■ WHAT YOU SHOULD DO
Reproduce every line of the material from the one containing "As a courtesy, could you identify the sea" through the end of the material, inclusive, keeping the requests as they are. Rescale each bounding-box coordinate by 1.45 and round to whole numbers, with halves rounded up.

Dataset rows
○ ○ ○ ○ ○ ○ ○
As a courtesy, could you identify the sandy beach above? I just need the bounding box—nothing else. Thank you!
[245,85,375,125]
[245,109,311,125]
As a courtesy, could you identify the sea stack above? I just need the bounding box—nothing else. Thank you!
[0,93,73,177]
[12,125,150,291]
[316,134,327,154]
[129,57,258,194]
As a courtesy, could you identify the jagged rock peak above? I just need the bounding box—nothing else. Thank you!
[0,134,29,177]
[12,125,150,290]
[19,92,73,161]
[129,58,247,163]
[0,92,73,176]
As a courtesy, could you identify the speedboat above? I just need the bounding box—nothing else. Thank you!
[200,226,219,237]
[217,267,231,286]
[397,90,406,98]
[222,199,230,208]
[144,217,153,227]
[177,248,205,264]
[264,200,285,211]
○ ○ ○ ○ ○ ○ ○
■ RESPONSE
As a courtesy, could you identify the sea stack above? I just need the bounding box—nothing else. Thank you!
[0,135,106,257]
[17,181,218,422]
[458,194,474,223]
[187,83,374,281]
As a courtesy, could you identify the jagged rock peak above? I just need the bounding box—nothing else. Thank you!
[0,194,42,257]
[17,181,218,421]
[28,133,106,233]
[187,84,358,236]
[0,133,106,255]
As a courtesy, could you identify the speedboat above? I just need the bounding box—nothing else. Thank you!
[290,328,318,344]
[315,387,335,415]
[576,131,589,142]
[322,289,334,302]
[209,315,222,329]
[257,360,297,383]
[383,290,413,306]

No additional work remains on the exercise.